Copy out the entries below word for word, beginning at the line containing "Would you point at the airplane" and continuing through the line containing "point(58, 20)", with both of those lines included.

+++ STORED DATA

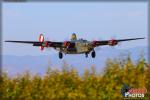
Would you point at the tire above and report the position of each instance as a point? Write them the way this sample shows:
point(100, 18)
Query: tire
point(60, 55)
point(93, 54)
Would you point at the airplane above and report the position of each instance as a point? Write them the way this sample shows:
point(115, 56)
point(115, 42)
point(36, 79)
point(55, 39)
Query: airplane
point(74, 46)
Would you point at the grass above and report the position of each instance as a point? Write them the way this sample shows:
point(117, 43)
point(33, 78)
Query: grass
point(67, 84)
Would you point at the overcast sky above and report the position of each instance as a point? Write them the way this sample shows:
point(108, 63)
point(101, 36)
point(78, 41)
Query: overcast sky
point(57, 21)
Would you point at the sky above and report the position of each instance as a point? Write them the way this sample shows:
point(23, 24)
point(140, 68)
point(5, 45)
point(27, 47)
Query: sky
point(58, 20)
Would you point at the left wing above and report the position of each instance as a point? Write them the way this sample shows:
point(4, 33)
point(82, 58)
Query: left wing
point(112, 42)
point(41, 43)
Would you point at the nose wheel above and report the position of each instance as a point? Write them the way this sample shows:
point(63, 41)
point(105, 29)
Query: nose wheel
point(93, 54)
point(60, 55)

++++++

* EXPECTED OUTPUT:
Would you point at the airplane above and report the position of each instance as a point? Write them the way this sample shows:
point(115, 56)
point(115, 42)
point(36, 79)
point(55, 39)
Query: airplane
point(74, 46)
Would you point at the grass above and report the position of each instance as a point? Write them the way this sample shows:
point(117, 43)
point(33, 78)
Query: grass
point(67, 84)
Would you point at the overcast sky above and report the position of each instance as a point? Write them the way this sample shows:
point(108, 63)
point(101, 36)
point(78, 41)
Query: overcast sky
point(57, 21)
Would you point at the sky above and report the position of each instance as a point? Write them the way this sample shows:
point(23, 24)
point(140, 68)
point(5, 45)
point(27, 47)
Query: sky
point(58, 20)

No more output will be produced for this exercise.